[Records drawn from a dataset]
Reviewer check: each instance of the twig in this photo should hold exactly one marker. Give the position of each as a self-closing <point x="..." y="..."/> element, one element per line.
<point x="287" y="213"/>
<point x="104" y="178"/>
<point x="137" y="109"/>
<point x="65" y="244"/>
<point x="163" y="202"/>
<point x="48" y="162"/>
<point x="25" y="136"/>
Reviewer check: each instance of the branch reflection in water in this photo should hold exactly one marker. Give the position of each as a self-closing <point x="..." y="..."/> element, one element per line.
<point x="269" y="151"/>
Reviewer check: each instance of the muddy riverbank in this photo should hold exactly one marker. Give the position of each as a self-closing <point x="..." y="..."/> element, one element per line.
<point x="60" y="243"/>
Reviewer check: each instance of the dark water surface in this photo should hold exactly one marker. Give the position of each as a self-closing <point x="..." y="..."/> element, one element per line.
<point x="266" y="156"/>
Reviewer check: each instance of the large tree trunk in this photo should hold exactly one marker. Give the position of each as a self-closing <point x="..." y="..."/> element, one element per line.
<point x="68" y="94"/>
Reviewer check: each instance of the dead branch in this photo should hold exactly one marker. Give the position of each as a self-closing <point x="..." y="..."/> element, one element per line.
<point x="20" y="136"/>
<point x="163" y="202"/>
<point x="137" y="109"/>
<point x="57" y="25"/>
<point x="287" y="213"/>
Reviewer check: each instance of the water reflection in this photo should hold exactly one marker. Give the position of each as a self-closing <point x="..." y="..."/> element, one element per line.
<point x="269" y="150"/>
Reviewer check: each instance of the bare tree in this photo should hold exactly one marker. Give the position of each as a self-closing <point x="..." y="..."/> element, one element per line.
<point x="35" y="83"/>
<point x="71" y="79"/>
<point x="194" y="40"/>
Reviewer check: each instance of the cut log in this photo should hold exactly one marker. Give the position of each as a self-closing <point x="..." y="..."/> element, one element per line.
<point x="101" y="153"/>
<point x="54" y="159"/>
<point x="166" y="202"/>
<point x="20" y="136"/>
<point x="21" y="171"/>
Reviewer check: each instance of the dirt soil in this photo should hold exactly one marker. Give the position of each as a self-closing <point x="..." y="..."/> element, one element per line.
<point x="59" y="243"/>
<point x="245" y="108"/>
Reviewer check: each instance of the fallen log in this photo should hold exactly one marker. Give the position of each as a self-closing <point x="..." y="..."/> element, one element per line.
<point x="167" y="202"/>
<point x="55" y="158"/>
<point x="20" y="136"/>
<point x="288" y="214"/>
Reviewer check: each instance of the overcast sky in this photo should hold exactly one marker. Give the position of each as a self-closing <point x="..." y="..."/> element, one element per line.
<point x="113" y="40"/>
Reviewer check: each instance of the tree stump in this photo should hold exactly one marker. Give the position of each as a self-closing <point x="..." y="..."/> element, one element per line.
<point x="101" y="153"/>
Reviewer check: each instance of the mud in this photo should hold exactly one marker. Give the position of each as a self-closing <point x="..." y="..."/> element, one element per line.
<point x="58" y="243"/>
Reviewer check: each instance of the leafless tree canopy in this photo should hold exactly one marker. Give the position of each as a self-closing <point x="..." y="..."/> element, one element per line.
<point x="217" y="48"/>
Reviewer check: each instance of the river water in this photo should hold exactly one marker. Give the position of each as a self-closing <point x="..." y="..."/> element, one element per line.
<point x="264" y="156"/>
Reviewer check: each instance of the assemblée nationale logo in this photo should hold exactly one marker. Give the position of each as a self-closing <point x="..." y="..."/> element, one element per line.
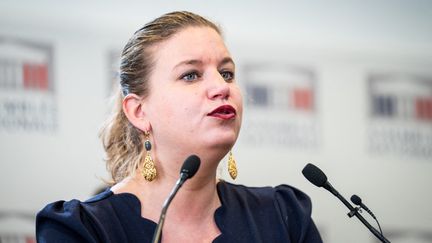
<point x="400" y="114"/>
<point x="281" y="106"/>
<point x="27" y="92"/>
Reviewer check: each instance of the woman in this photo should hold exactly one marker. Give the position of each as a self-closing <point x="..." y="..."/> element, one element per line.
<point x="179" y="97"/>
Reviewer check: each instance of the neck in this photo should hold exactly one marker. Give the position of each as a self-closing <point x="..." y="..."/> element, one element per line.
<point x="196" y="199"/>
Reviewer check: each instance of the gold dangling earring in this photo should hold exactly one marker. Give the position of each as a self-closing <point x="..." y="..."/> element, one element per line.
<point x="148" y="170"/>
<point x="232" y="167"/>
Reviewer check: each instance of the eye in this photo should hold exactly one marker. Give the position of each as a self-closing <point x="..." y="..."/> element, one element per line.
<point x="227" y="75"/>
<point x="190" y="76"/>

[Brief] When you reach a picture in the records above, pass over it and transcribe the rest exactly.

[Task output]
Reviewer check: each instance of the twig in this photo should hold exactly one marker. Give the position of each as a self-closing <point x="..." y="..."/> element, one element per line.
<point x="287" y="213"/>
<point x="104" y="178"/>
<point x="137" y="109"/>
<point x="65" y="244"/>
<point x="163" y="202"/>
<point x="48" y="162"/>
<point x="25" y="136"/>
Reviewer check: each instance of the branch reflection in water in this photo should hold exactly one marker. Give the position of each as a self-closing <point x="..." y="..."/> element, one element per line.
<point x="269" y="151"/>
Reviewer check: each instance of the muddy riverbank in this photo should hold exactly one marker. Give the position of each as a self-closing <point x="..." y="..."/> element, one element per line.
<point x="60" y="243"/>
Reviewer check: each instance of the dark water surface in this photo should hold exactly one marker. Give the position of each as a self-closing <point x="..." y="..."/> element, one element per line.
<point x="266" y="156"/>
Reviewer check: each instance of the large tree trunk in this photo should hold exactly one marker. Give the position of each as a self-closing <point x="..." y="..."/> element, one element per line.
<point x="68" y="94"/>
Reviewer check: each instance of the dead branch in this photo should hold exactly one marker. Give the position of each as a self-closing <point x="..." y="..."/> element, one element per line.
<point x="20" y="136"/>
<point x="163" y="202"/>
<point x="137" y="109"/>
<point x="57" y="25"/>
<point x="287" y="213"/>
Reviewer check: each instance of the water reflection in this photo should hold exactly one marker. Give the position of each as a self-closing <point x="..." y="..."/> element, one element per line.
<point x="269" y="150"/>
Reviewer check: each instance of the bare tree in this photo should hold exactly one marker. Give the position of each as a self-closing <point x="..." y="..."/> element, one element per line.
<point x="35" y="83"/>
<point x="71" y="79"/>
<point x="194" y="40"/>
Reviewer check: each instance of the cut log in this photo should hold exactly one marker. Give the position of each as a self-closing <point x="..." y="..."/> element, one element per line.
<point x="101" y="153"/>
<point x="54" y="159"/>
<point x="166" y="202"/>
<point x="20" y="136"/>
<point x="21" y="171"/>
Reviewer check: each instance of the dirt soil in this photo should hold exactly one marker. Give the position of each as a self-closing <point x="..." y="..."/> element, one element per line.
<point x="59" y="243"/>
<point x="245" y="108"/>
Reviewer check: each instance of the fallen log in this photo should hold exactly one marker. Give the position of each as a self-closing <point x="..." y="..."/> element, one element per line.
<point x="167" y="202"/>
<point x="55" y="158"/>
<point x="20" y="136"/>
<point x="288" y="214"/>
Reviewer check: each instance of the overcast sky in this photo should hold exactly one marker. Give the position of each as a self-closing <point x="..." y="..."/> element, one element per line.
<point x="113" y="40"/>
Reviewer check: each instance of the tree stump in this photo should hold exactly one marker. Give the position of each as a self-closing <point x="..." y="..."/> element, one element per line.
<point x="101" y="153"/>
Reviewer check: each instance of the mud in this photo should hold exactly one marker. Give the position of each as a self-closing <point x="..." y="..."/> element, one element per line.
<point x="58" y="243"/>
Reviewer check: each instance of the leafless tree canopy in this photo should hold exactly one marker. Give the position of each as a self-closing <point x="..." y="..."/> element, one element per line.
<point x="217" y="48"/>
Reviewer check: each instance of the river water in this photo should hold exactly one marker. Give the position of each as a self-closing <point x="..." y="..."/> element, one element per line.
<point x="264" y="156"/>
Reviewer check: each instance of the assemblée nationale logo in this photo should hold exactly one marker. Give the position of each as a self-closing <point x="..." y="..."/> element, one element per line.
<point x="400" y="114"/>
<point x="281" y="106"/>
<point x="27" y="92"/>
Reviewer check: each instance of the woman in this photo should hold exactly one marker. Give the position of each as a self-closing <point x="..." y="..."/> element, one element per line.
<point x="179" y="97"/>
Reviewer check: each instance of the neck in this photo should hold exactly one marker. Give the position of each as a self-closing <point x="..." y="..."/> element, one element per line.
<point x="196" y="199"/>
Reviewer check: each instance of the gold dangling earring in this photo should hold exactly one marker. Give the position of each as a self-closing <point x="..." y="..."/> element, one element per line.
<point x="148" y="170"/>
<point x="232" y="167"/>
Reviewer check: each instance of the eye in this photo should hold exactly one marker. Give the position of each as a self-closing <point x="..." y="..."/> element, one element per line.
<point x="227" y="75"/>
<point x="190" y="76"/>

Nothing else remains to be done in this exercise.